Ordem de trabalho 1:
Devolva, do texto sobre fragilidade em idosos, o trecho que vai de "versão impressa ISSN 0102-311X" até "Assoc 2013; 14:392-7).", inclusive, sem nenhuma alteração.
Ordem de trabalho 2:
Quais autores o texto sobre fragilidade em idosos cita na forma de sobrenome seguido de "et al."? Liste todos.
Ordem de trabalho 3:
Segundo o texto sobre fragilidade em idosos, por que prevenir ou reverter a fragilidade física equivaleria a manter-se jovem biologicamente?

Texto do documento:
Fragilidade em idosos: perspectivas para a pesquisa e a prática em Saúde Coletiva

Autores:

Edison Iglesias de Oliveira Vidal

ARTIGO ORIGINAL

Cadernos de Saúde Pública

versão impressa ISSN 0102-311X

Cad. Saúde Pública vol.30 no.6 Rio de Janeiro jun. 2014

http://dx.doi.org/10.1590/0102-311XED010614

A revisão sistemática de Mello et al. (p. 1143) documenta a consistência da associação entre fragilidade física e importantes fatores sociais como renda e escolaridade, remetendo-nos à questão da influência dos determinantes sociais sobre a forma como as populações envelhecem. Apenas recentemente, representantes de diversas entidades dedicadas ao estudo do envelhecimento chegaram a um consenso acerca do conceito de fragilidade física em idosos como “uma síndrome médica com múltiplas causas e fatores contribuintes caracterizada pela diminuição de força, resistência e funções fisiológicas reduzidas que aumentam a vulnerabilidade de um indivíduo desenvolver dependência funcional e/ou morrer” (Morley et al. J Am Med Dir Assoc 2013; 14:392-7).

Mas qual a importância desse conceito para a Saúde Coletiva? Minha perspectiva é a de que a ideia de fragilidade física nos ajuda a pensar melhor o envelhecimento para além da simples idade cronológica. Envelhecimento é heterogeneidade. Nenhuma outra faixa etária possui uma variabilidade tão grande entre seus membros em termos de capacidade funcional, presença de comorbidades e outras particularidades como a dos idosos. Antes do conceito de fragilidade pensava-se essa heterogeneidade predominantemente em termos de dependência funcional e comorbidades, desconsiderando toda a parte submersa do iceberg onde se ocultam alterações fisiológicas subclínicas acompanhadas de redução da capacidade de manter a homeostase frente a diferentes fatores estressores. De fato, tal deterioração das reservas fisiológicas é a grande marca do envelhecimento biológico. Como corolário podemos pensar fragilidade física como um marcador clínico de idade biológica. Esse ponto de vista em si inaugura novas possibilidades. Inicialmente porque ele ameniza a inexorabilidade do envelhecimento cronológico e compartilha com os sujeitos e a sociedade ao menos parte das rédeas do envelhecimento biológico. Prevenir ou reverter o desenvolvimento de fragilidade física por meio da prática de exercício físico e hábitos de vida saudáveis seria equivalente a manter-se jovem biologicamente. Essa ideia é consistente com resultados de pesquisa recente, que demonstrou que intervenções amplas sobre hábitos de vida são capazes de alongar telômeros (Ornish et al. Lancet Oncol 2013; 14:1112-20) – outro marcador de envelhecimento biológico – o que seria equivalente a “dar corda” no relógio biológico das pessoas. Adicionalmente, esse pode ser um argumento potente para influenciar positivamente mudanças de estilo de vida. Por exemplo, há evidências de que informar fumantes acerca de sua “idade pulmonar” pode dobrar a proporção de pacientes abandonando o tabagismo (Parkes et al. BMJ 2008; 336:598-600). Finalmente, a noção de fragilidade física amplia as possibilidades de desenvolvimento de estratégias de prevenção, com vistas a alcançarmos enquanto sociedade a tão almejada “compressão de morbidade”, em que o aumento da longevidade populacional é acompanhado por reduções na frequência ou adiamento na ocorrência de incapacidade funcional (Fries et al. J Aging Res 2011; 2011:261702).

Dados para análise:
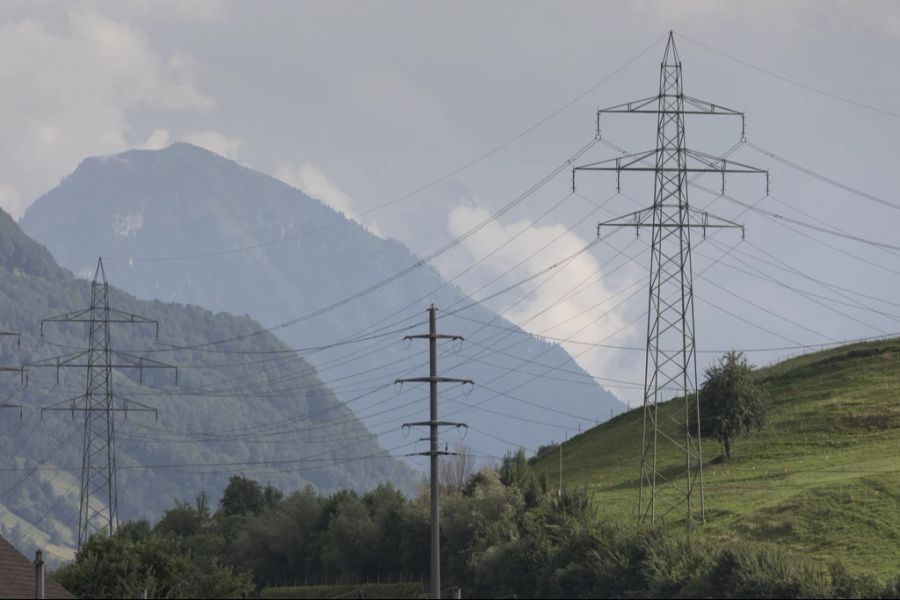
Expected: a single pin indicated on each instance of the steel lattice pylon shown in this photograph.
(670, 366)
(98, 511)
(98, 460)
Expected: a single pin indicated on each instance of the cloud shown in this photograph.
(314, 183)
(543, 312)
(227, 146)
(68, 93)
(160, 138)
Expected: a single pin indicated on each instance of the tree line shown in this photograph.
(505, 532)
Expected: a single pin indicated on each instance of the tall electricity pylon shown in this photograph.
(98, 510)
(670, 369)
(434, 426)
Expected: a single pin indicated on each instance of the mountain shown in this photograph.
(233, 239)
(259, 409)
(821, 479)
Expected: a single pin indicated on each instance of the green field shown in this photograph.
(822, 479)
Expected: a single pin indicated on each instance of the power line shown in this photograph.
(793, 82)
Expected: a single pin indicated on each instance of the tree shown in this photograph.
(455, 470)
(731, 402)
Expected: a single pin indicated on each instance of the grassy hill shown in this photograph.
(822, 479)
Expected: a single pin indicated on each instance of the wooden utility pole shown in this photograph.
(434, 425)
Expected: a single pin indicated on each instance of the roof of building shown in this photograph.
(17, 576)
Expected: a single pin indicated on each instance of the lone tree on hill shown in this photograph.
(731, 402)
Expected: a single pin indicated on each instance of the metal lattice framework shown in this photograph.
(670, 365)
(98, 510)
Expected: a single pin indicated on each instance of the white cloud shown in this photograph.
(11, 201)
(314, 183)
(68, 89)
(577, 316)
(160, 138)
(227, 146)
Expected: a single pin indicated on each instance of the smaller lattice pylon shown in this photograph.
(98, 510)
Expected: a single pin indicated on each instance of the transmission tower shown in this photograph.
(434, 426)
(19, 370)
(98, 510)
(670, 369)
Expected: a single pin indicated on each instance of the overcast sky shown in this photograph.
(360, 103)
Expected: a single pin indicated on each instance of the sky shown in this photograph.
(469, 104)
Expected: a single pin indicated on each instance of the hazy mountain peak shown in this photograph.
(244, 242)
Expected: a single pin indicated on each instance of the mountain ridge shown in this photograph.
(283, 421)
(184, 201)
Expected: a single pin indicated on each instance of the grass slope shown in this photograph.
(822, 479)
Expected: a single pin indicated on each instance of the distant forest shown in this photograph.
(506, 532)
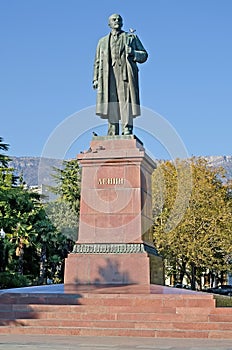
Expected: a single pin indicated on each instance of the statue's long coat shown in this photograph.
(130, 71)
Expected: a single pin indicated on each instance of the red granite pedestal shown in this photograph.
(115, 237)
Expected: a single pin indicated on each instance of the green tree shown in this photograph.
(202, 239)
(32, 245)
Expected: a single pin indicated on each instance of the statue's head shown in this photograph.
(115, 21)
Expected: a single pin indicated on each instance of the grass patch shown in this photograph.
(223, 301)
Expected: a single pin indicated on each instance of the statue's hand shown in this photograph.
(95, 84)
(129, 51)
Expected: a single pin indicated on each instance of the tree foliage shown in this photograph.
(32, 247)
(202, 240)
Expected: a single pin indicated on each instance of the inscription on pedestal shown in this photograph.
(111, 181)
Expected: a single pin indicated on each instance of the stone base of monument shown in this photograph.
(115, 244)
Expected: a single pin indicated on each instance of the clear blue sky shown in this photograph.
(47, 53)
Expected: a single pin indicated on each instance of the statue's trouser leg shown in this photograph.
(125, 106)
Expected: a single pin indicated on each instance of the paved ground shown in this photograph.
(31, 342)
(27, 342)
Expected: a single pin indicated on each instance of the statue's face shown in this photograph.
(115, 22)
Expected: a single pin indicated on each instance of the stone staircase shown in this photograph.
(90, 313)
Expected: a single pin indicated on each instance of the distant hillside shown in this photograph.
(37, 171)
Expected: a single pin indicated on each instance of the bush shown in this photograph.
(13, 280)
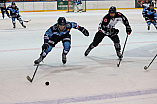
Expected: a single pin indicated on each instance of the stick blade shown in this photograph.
(29, 79)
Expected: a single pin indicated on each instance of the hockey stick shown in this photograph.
(27, 20)
(123, 50)
(28, 78)
(146, 67)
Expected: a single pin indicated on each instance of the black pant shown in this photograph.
(99, 37)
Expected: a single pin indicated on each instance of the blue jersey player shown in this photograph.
(149, 13)
(78, 5)
(14, 13)
(56, 33)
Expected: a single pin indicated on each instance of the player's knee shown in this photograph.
(52, 43)
(67, 47)
(117, 46)
(116, 31)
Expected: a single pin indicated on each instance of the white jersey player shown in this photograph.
(77, 5)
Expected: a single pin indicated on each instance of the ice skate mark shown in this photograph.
(73, 46)
(101, 97)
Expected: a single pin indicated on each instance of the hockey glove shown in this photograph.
(128, 30)
(45, 46)
(84, 31)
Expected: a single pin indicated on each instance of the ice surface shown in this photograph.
(94, 79)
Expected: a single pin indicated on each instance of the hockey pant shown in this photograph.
(149, 21)
(18, 18)
(99, 37)
(66, 40)
(77, 7)
(2, 11)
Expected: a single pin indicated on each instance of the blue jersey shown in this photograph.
(78, 2)
(54, 30)
(149, 13)
(13, 11)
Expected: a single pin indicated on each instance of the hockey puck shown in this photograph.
(46, 83)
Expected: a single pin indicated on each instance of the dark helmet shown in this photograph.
(151, 4)
(13, 3)
(112, 9)
(61, 21)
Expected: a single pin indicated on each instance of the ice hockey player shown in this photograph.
(78, 5)
(14, 13)
(56, 33)
(146, 4)
(149, 14)
(107, 28)
(3, 7)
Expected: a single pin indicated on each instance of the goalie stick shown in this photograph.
(123, 50)
(146, 67)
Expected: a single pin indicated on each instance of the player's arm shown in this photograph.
(104, 25)
(8, 8)
(48, 34)
(126, 23)
(82, 29)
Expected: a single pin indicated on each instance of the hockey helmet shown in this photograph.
(61, 21)
(151, 4)
(112, 9)
(13, 3)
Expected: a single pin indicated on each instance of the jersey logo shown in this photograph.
(105, 20)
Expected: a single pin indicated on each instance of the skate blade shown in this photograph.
(29, 79)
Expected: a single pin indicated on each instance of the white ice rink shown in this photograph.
(94, 79)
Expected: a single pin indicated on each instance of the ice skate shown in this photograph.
(63, 58)
(148, 28)
(119, 55)
(88, 49)
(23, 26)
(38, 60)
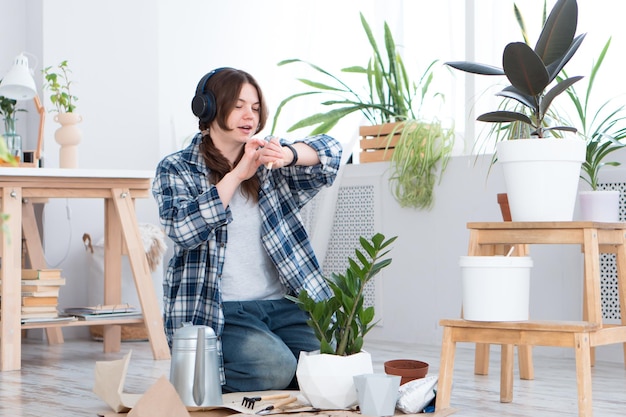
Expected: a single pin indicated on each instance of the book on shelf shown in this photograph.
(35, 274)
(41, 293)
(102, 309)
(36, 285)
(40, 315)
(38, 309)
(40, 301)
(40, 288)
(57, 319)
(108, 316)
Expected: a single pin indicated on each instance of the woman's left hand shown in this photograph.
(271, 155)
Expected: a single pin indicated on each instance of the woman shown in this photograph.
(230, 203)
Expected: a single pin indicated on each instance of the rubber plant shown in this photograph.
(532, 70)
(386, 94)
(341, 322)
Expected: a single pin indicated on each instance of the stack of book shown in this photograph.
(104, 312)
(40, 292)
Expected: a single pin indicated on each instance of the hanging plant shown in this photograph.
(420, 157)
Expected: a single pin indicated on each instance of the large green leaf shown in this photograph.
(525, 69)
(558, 31)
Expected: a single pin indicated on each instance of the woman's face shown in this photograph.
(244, 118)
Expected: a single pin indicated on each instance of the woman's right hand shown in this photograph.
(251, 159)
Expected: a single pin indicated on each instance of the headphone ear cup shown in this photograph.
(204, 107)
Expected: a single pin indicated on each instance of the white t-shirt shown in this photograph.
(249, 273)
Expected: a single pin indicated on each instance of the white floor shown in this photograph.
(58, 380)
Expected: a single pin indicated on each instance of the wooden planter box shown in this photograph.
(377, 142)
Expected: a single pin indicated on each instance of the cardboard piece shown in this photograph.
(109, 384)
(161, 399)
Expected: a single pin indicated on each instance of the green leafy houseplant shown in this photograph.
(387, 95)
(531, 71)
(603, 129)
(59, 84)
(341, 322)
(8, 110)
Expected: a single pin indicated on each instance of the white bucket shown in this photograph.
(496, 288)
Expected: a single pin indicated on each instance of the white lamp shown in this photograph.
(19, 84)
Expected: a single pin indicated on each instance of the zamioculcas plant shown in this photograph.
(341, 322)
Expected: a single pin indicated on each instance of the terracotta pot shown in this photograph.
(408, 369)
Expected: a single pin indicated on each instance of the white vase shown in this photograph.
(377, 394)
(68, 136)
(326, 381)
(541, 177)
(599, 206)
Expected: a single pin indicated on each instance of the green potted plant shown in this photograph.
(541, 173)
(390, 101)
(8, 111)
(340, 323)
(59, 84)
(603, 129)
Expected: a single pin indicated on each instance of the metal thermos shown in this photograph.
(194, 370)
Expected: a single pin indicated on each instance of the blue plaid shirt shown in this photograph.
(195, 219)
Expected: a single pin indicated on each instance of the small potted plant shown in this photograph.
(340, 323)
(418, 148)
(68, 135)
(531, 171)
(603, 129)
(13, 141)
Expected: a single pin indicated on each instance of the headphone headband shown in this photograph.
(203, 104)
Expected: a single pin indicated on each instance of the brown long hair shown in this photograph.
(226, 86)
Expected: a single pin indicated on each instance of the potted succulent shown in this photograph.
(68, 135)
(419, 149)
(541, 173)
(340, 323)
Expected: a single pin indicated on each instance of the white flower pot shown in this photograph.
(326, 381)
(599, 206)
(541, 177)
(377, 394)
(496, 288)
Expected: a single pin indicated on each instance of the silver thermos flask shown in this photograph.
(194, 369)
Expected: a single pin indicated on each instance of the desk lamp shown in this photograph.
(19, 84)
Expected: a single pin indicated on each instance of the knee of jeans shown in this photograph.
(282, 368)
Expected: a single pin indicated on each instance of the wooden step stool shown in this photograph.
(578, 335)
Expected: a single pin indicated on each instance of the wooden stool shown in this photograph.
(579, 335)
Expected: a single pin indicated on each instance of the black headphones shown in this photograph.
(203, 104)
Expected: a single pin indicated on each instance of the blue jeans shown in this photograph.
(261, 344)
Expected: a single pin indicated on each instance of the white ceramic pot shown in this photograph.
(541, 177)
(377, 394)
(599, 206)
(327, 380)
(496, 288)
(68, 136)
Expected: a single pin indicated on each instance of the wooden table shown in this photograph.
(594, 238)
(19, 187)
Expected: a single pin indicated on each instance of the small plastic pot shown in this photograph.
(408, 369)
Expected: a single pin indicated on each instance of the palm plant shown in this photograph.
(390, 95)
(423, 147)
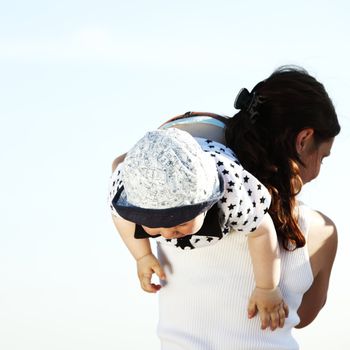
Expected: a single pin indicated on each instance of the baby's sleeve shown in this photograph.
(246, 200)
(115, 183)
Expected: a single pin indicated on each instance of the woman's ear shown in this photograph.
(303, 139)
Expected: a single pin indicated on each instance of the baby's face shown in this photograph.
(181, 230)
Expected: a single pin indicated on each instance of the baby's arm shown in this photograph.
(266, 297)
(147, 263)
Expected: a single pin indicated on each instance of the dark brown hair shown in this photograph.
(263, 136)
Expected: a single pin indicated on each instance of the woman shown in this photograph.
(284, 128)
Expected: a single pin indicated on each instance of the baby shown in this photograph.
(190, 193)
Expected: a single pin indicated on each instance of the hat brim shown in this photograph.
(168, 217)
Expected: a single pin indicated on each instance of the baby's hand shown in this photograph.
(146, 267)
(270, 305)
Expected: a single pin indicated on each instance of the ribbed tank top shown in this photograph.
(203, 306)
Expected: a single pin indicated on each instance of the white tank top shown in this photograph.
(203, 306)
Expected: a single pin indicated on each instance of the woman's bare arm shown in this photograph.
(322, 246)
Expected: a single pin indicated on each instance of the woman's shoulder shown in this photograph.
(322, 241)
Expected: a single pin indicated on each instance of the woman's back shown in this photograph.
(204, 304)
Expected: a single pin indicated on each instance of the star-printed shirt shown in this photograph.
(242, 207)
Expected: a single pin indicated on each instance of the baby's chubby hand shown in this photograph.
(146, 267)
(270, 306)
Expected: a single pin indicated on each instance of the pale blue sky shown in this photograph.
(80, 82)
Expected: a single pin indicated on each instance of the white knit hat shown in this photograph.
(168, 169)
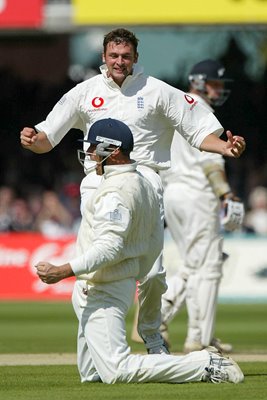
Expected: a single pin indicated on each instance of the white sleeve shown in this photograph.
(190, 118)
(63, 117)
(110, 226)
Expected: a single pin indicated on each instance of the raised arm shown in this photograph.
(233, 147)
(36, 142)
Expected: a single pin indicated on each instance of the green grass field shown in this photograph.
(32, 327)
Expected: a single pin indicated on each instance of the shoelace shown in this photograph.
(214, 373)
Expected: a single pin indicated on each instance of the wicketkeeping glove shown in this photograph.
(233, 214)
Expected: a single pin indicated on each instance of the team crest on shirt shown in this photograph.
(97, 104)
(62, 100)
(115, 215)
(140, 103)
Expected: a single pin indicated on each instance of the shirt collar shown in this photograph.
(111, 170)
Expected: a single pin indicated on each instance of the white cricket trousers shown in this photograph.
(193, 221)
(151, 287)
(102, 350)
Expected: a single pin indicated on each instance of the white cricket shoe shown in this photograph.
(222, 369)
(217, 343)
(155, 344)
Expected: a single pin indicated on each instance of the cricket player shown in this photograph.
(193, 219)
(119, 239)
(153, 110)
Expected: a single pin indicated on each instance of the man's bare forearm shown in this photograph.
(35, 142)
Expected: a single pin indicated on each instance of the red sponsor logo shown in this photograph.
(97, 102)
(21, 14)
(189, 99)
(20, 252)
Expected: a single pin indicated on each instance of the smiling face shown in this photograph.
(119, 58)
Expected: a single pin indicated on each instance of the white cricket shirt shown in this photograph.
(151, 108)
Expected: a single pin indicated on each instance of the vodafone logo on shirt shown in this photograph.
(21, 13)
(189, 99)
(97, 102)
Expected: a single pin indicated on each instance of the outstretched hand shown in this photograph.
(28, 137)
(235, 145)
(49, 273)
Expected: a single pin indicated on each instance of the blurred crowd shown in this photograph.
(58, 214)
(47, 212)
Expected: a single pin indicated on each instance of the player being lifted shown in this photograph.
(153, 110)
(119, 239)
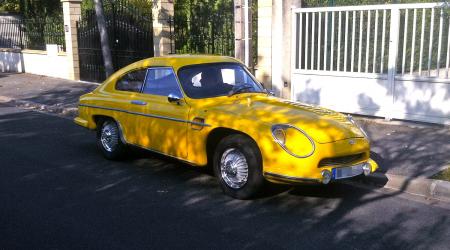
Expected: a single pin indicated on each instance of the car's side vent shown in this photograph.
(341, 160)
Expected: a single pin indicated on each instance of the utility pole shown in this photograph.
(243, 31)
(104, 38)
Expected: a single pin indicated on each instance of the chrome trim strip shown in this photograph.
(298, 129)
(146, 115)
(289, 178)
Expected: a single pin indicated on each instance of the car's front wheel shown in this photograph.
(238, 166)
(108, 140)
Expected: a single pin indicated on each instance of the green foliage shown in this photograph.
(145, 6)
(9, 6)
(204, 26)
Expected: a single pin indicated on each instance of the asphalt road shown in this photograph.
(57, 192)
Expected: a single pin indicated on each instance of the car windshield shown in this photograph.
(217, 79)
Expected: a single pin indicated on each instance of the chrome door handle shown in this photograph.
(137, 102)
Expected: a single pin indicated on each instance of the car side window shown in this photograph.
(132, 81)
(161, 81)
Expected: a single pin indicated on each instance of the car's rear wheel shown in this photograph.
(108, 140)
(238, 166)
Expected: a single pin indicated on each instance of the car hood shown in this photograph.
(322, 125)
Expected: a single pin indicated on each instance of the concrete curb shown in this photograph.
(430, 188)
(66, 111)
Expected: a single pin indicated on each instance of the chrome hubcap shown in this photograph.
(109, 136)
(234, 168)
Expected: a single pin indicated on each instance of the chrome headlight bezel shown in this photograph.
(282, 127)
(352, 121)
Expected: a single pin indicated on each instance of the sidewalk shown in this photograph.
(406, 150)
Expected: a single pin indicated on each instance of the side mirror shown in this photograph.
(174, 98)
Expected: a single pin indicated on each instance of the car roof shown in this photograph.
(178, 61)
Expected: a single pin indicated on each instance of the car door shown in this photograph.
(168, 112)
(128, 102)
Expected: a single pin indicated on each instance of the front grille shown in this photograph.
(341, 160)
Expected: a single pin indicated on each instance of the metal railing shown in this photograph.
(31, 33)
(402, 39)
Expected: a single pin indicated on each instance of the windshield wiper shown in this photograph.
(239, 88)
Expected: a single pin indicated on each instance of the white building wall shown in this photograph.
(35, 62)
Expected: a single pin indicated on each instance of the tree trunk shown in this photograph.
(104, 39)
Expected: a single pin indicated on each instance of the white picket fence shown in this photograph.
(383, 60)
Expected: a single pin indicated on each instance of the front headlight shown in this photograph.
(350, 119)
(293, 140)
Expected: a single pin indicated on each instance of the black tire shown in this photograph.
(116, 152)
(250, 151)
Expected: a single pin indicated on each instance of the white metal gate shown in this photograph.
(383, 60)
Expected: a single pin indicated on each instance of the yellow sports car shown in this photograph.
(209, 110)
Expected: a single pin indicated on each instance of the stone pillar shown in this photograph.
(264, 68)
(162, 12)
(274, 44)
(72, 13)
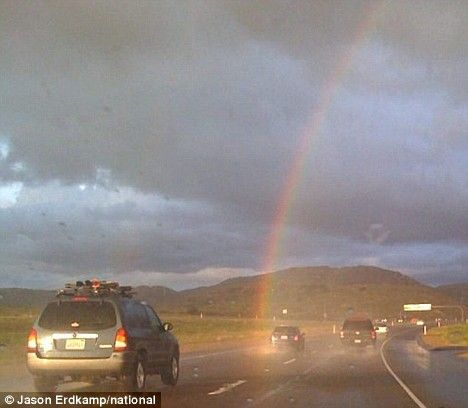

Sua resposta 1:
versão impressa ISSN 0102-311X

Cad. Saúde Pública vol.30 no.6 Rio de Janeiro jun. 2014

http://dx.doi.org/10.1590/0102-311XED010614

A revisão sistemática de Mello et al. (p. 1143) documenta a consistência da associação entre fragilidade física e importantes fatores sociais como renda e escolaridade, remetendo-nos à questão da influência dos determinantes sociais sobre a forma como as populações envelhecem. Apenas recentemente, representantes de diversas entidades dedicadas ao estudo do envelhecimento chegaram a um consenso acerca do conceito de fragilidade física em idosos como “uma síndrome médica com múltiplas causas e fatores contribuintes caracterizada pela diminuição de força, resistência e funções fisiológicas reduzidas que aumentam a vulnerabilidade de um indivíduo desenvolver dependência funcional e/ou morrer” (Morley et al. J Am Med Dir Assoc 2013; 14:392-7).

Sua resposta 2:
Mello et al.
Morley et al.
Ornish et al.
Parkes et al.
Fries et al.

Sua resposta 3:
A deterioração das reservas fisiológicas é a grande marca do envelhecimento biológico. Por isso, a fragilidade física pode ser pensada como um marcador clínico de idade biológica.